# [EXERCISE BRIEF]
Determine how many of the lines below contain the string "white". Give only the number.

# [SUPPLIED DATA]
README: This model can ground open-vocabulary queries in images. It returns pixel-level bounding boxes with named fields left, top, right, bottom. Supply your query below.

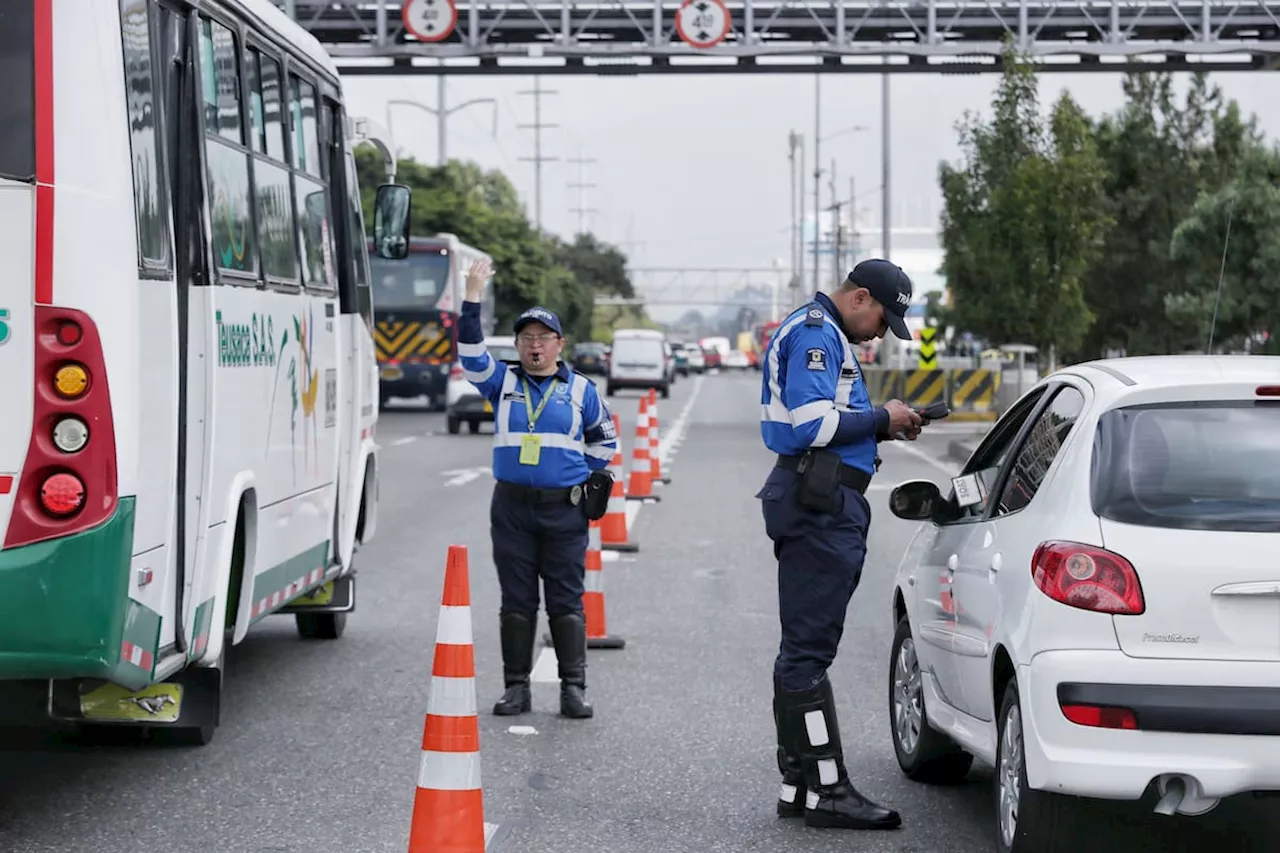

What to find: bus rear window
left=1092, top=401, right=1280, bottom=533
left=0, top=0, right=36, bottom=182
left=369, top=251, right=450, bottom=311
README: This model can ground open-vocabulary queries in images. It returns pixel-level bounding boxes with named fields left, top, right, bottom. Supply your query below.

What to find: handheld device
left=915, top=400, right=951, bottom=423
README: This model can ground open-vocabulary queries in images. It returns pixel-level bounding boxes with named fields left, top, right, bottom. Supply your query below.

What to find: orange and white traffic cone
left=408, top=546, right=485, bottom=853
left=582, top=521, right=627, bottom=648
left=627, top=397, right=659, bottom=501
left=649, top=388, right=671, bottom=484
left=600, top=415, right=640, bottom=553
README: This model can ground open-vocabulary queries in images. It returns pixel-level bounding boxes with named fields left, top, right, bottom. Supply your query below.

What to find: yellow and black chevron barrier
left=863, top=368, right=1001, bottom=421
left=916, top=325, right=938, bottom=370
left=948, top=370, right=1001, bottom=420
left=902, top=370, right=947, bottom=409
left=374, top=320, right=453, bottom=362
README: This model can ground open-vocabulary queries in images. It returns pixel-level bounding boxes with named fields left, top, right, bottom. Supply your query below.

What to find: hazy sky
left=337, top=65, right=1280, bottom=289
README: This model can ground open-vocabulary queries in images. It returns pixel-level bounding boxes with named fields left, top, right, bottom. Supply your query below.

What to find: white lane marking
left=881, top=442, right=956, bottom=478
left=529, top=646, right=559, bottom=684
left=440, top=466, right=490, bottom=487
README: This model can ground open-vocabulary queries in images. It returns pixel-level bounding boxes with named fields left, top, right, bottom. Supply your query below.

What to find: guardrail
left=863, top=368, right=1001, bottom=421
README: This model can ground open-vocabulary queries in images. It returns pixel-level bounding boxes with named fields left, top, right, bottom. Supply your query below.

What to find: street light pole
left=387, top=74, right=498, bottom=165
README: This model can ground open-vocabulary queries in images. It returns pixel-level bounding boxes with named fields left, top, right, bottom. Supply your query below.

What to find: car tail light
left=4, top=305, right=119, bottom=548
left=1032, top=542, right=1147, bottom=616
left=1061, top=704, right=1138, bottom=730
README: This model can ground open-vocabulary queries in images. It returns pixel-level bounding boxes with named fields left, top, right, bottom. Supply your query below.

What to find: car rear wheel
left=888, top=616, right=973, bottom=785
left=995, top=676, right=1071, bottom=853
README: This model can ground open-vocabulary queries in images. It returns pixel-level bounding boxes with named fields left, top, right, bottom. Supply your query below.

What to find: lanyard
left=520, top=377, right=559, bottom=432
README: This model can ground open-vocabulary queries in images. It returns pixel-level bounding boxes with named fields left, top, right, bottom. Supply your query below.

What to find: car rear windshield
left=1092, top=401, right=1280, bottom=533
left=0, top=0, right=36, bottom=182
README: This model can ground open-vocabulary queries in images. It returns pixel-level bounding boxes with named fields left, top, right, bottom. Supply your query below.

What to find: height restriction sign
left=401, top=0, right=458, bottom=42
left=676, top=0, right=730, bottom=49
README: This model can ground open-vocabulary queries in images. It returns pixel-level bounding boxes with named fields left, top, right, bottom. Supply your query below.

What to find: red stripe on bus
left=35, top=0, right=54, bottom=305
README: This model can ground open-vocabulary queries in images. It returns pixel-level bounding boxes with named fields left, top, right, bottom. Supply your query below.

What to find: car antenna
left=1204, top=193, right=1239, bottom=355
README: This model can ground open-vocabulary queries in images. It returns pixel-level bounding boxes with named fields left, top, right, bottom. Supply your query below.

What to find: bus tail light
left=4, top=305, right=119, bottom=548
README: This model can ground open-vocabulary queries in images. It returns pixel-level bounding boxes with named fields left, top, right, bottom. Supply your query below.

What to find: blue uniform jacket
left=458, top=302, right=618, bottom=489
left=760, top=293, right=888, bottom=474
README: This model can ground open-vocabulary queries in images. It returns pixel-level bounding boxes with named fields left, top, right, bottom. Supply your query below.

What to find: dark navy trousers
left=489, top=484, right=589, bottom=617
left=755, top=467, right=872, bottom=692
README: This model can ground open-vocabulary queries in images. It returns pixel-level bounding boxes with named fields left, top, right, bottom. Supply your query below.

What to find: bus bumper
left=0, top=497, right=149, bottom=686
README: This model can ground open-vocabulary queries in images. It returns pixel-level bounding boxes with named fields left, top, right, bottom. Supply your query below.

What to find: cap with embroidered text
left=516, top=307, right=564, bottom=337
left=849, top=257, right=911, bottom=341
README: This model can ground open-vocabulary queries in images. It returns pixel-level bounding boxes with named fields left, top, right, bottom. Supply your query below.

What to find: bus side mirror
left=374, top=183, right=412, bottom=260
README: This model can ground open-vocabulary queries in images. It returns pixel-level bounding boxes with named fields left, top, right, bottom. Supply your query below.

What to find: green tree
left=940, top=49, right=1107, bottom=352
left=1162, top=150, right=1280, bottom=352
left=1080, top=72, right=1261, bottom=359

# [EXPECTED ANSWER]
2